Answer these questions from the abstract on the infrared spectrum of liquid water:
(a) Who edited the paper?
(b) At 274 K, for how long do frequency correlations in the OH stretch vibration persist?
(c) What resonant intermolecular energy transfer time do the polarization-resolved pump-probe studies give?

▶ **TEXT BLOCK**
════════════════

Something you should also know, from the National Academy of Sciences:

"Temperature dependence of the two-dimensional infrared spectrum of liquid H2O

D. Kraemer*, M. L. Cowan*, A. Paarmann*, N. Huse, E. T. J. Nibbering, T. Elsaesser, and R. J. Dwayne Miller*,

*Institute for Optical Sciences, Departments of Chemistry and Physics, University of Toronto, 80 St. George Street, Toronto, ON, Canada M5S3H6; and Max-Born-Institut für Nichtlineare Optik und Kurzzeitspektroskopie, Max-Born-Strasse 2A, D-12489 Berlin, Germany

Edited by Robin M. Hochstrasser, University of Pennsylvania, Philadelphia, PA, and approved November 12, 2007 (received for review June 22, 2007)


Two-dimensional infrared photon-echo measurements of the OH stretching vibration in liquid H2O are performed at various temperatures. Spectral diffusion and resonant energy transfer occur on a time scale much shorter than the average hydrogen bond lifetime of 1 ps.

Room temperature measurements show a loss of frequency and, thus, structural correlations on a 50-fs time scale. Weakly hydrogen-bonded OH stretching oscillators absorbing at high frequencies undergo slower spectral diffusion than strongly bonded oscillators.

In the temperature range from 340 to 274 K, the loss in memory slows down with decreasing temperature. At 274 K, frequency correlations in the OH stretch vibration persist beyond 200 fs, pointing to a reduction in dephasing by librational excitations.

Polarization-resolved pump-probe studies give a resonant intermolecular energy transfer time of 80 fs, which is unaffected by temperature. At low temperature, structural correlations persist longer than the energy transfer time, suggesting a delocalization of OH stretching excitations over several water molecules. "

════════════════

▶ **GIVEN INFORMATION**
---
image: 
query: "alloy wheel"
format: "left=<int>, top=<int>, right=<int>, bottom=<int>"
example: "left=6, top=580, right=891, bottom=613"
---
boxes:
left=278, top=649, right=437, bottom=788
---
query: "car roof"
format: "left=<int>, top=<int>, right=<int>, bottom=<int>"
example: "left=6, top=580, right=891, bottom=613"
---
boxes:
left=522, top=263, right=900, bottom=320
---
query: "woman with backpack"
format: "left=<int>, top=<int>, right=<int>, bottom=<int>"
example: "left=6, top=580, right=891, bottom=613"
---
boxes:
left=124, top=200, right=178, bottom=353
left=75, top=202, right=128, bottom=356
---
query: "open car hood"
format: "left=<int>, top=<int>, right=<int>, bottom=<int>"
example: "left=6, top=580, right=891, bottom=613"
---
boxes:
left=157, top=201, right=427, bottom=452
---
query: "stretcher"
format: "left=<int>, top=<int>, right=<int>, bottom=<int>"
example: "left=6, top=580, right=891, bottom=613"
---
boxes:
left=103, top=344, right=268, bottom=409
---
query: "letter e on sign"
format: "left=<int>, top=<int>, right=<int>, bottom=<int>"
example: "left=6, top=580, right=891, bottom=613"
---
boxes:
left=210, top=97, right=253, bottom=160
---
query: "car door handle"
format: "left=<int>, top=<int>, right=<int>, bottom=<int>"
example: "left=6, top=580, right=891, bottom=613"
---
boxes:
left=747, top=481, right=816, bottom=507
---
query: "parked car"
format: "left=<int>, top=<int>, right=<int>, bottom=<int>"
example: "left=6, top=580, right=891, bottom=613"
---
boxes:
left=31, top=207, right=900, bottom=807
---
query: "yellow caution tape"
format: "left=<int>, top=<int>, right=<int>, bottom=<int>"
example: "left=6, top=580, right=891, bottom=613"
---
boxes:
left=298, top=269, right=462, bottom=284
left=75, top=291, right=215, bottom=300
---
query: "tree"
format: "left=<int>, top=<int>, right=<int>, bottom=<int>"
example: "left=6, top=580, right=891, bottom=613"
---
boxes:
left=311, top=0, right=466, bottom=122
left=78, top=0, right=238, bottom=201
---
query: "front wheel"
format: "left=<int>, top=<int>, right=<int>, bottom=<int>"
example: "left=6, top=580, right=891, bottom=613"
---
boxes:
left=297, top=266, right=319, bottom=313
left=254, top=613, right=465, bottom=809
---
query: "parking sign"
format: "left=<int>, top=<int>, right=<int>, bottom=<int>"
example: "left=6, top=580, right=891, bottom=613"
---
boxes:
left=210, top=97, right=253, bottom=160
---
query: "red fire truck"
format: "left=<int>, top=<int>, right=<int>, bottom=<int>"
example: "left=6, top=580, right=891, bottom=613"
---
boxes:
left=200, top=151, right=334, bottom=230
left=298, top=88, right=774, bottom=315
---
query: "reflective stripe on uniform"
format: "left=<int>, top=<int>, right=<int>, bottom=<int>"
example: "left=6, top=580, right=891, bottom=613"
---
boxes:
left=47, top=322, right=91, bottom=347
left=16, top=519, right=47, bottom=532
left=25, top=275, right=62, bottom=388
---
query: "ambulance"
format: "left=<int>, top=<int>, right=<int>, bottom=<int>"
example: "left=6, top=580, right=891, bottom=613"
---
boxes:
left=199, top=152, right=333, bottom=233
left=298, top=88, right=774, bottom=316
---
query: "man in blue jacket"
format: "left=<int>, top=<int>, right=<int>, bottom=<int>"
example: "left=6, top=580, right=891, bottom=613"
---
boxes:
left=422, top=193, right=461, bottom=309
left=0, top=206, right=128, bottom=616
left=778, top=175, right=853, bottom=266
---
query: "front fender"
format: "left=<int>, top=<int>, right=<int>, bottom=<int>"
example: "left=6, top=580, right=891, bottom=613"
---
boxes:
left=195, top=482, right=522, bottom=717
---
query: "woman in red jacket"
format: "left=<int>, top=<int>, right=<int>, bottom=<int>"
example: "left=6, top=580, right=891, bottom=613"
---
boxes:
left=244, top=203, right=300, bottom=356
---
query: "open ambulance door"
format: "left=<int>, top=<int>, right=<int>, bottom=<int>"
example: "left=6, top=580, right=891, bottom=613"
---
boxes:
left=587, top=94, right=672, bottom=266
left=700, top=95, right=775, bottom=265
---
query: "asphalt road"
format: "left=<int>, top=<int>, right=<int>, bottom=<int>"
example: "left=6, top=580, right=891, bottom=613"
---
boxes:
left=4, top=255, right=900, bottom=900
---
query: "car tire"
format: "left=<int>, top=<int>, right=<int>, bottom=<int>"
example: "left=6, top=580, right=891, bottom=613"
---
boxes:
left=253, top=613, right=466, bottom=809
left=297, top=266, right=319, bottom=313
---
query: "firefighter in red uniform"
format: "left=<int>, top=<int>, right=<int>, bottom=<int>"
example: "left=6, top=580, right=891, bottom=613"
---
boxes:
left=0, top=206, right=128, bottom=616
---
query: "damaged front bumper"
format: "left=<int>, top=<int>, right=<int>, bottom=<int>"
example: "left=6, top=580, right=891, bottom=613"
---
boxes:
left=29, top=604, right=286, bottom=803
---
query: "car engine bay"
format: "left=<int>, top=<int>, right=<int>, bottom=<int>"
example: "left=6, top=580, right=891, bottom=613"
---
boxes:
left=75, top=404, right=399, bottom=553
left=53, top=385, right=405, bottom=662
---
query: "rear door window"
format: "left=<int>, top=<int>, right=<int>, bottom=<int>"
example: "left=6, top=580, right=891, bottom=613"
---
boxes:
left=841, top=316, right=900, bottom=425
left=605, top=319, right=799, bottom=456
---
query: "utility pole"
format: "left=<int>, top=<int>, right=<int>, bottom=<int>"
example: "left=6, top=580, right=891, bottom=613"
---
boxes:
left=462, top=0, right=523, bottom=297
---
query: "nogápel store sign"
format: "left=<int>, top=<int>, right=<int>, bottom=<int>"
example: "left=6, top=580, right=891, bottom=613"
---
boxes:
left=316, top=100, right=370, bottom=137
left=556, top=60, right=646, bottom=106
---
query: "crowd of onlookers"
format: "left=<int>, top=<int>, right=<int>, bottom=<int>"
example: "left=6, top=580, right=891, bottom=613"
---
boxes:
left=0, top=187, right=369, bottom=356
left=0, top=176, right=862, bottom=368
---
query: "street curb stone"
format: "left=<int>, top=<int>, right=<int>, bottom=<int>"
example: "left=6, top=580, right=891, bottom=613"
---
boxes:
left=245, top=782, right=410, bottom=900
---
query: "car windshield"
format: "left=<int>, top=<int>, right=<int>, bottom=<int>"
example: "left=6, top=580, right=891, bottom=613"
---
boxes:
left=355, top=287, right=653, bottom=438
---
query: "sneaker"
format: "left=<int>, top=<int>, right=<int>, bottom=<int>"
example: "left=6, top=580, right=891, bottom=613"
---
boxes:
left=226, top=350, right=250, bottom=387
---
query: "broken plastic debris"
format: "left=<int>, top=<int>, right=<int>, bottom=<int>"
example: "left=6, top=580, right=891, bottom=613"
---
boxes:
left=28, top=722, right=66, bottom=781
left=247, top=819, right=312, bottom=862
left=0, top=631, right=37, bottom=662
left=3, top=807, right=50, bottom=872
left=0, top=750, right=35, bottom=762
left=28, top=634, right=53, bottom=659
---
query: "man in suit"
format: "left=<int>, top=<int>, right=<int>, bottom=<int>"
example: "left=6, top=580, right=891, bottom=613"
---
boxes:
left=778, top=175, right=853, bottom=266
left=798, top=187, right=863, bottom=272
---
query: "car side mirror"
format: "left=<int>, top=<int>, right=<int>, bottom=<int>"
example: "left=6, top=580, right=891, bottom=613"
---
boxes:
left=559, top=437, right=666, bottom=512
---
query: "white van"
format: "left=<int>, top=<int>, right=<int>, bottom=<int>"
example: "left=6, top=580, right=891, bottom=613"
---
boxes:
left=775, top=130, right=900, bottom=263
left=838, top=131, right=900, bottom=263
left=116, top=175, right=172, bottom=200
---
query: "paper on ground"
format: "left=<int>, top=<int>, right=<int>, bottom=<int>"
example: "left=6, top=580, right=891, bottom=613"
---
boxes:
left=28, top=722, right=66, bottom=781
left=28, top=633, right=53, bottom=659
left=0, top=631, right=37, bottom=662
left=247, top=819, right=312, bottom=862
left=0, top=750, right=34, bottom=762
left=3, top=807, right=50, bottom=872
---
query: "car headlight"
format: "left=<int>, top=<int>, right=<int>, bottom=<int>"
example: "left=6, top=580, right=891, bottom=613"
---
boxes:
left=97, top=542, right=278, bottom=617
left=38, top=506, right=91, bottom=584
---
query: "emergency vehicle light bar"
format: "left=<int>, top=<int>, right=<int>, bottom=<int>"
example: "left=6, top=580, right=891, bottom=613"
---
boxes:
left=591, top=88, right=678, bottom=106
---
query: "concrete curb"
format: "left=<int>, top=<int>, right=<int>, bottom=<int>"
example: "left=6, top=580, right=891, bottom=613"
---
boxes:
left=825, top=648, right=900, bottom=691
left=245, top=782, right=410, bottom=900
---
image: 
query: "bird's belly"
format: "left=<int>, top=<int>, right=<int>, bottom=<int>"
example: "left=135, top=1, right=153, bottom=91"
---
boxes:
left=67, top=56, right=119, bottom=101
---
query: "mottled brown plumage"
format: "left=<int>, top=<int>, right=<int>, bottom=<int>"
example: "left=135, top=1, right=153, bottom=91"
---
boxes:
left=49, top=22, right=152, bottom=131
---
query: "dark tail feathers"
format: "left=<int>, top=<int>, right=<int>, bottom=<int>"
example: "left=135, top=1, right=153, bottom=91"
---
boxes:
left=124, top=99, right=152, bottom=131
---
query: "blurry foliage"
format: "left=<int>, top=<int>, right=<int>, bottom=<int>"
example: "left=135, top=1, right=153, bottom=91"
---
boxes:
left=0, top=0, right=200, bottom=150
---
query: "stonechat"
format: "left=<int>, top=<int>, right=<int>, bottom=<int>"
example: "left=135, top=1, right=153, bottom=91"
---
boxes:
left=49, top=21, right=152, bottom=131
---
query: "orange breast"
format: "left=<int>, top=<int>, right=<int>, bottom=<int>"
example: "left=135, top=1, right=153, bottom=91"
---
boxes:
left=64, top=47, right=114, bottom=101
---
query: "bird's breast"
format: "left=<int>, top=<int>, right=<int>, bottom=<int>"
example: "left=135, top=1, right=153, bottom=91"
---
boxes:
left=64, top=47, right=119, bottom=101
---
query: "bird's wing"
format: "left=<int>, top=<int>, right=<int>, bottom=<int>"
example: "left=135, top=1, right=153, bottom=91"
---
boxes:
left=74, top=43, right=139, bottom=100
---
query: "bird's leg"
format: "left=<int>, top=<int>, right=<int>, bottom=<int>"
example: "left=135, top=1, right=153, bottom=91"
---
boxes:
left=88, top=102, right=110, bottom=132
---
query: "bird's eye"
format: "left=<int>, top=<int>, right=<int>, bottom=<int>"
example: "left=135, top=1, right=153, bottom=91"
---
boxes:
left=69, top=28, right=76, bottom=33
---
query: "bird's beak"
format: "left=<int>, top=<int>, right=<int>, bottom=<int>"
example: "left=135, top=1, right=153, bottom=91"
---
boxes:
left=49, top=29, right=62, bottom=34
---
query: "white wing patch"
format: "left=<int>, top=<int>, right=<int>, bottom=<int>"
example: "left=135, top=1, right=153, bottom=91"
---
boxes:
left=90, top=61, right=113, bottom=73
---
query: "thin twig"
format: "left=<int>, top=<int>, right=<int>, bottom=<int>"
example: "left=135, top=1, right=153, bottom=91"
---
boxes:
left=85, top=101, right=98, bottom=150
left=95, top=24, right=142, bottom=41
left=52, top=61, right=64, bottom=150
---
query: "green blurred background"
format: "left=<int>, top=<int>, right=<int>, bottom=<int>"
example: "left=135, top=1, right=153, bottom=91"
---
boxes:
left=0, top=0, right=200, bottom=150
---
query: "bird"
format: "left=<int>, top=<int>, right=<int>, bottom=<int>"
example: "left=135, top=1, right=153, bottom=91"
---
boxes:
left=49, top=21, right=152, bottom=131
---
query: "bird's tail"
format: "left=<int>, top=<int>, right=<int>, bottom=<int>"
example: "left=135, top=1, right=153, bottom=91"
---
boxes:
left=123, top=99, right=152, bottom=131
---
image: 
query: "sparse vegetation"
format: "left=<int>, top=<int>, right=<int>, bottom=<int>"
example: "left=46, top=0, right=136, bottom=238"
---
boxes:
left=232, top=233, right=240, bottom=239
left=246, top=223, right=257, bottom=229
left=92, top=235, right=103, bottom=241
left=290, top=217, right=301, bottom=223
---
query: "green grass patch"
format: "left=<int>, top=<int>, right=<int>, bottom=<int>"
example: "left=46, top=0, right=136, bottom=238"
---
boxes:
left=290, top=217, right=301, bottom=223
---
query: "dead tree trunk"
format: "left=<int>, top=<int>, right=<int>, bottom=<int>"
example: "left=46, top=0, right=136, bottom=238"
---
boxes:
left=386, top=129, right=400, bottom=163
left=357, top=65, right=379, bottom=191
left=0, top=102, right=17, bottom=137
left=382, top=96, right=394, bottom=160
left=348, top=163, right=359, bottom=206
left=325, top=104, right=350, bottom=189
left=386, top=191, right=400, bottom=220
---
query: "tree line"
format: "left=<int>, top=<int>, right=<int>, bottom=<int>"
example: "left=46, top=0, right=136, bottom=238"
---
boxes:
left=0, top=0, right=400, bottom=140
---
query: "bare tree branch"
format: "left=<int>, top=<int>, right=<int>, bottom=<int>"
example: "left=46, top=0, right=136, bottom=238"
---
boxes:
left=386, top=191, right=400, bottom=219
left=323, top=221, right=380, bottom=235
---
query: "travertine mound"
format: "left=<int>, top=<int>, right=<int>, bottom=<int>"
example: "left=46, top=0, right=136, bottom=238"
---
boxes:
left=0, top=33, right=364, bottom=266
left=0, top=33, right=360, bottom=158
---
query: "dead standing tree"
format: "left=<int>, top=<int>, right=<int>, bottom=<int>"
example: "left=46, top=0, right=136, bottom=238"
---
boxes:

════════════════

▶ **WRITTEN ANSWER**
(a) Robin M. Hochstrasser of the University of Pennsylvania, Philadelphia, PA.
(b) Beyond 200 fs.
(c) 80 fs, which is unaffected by temperature.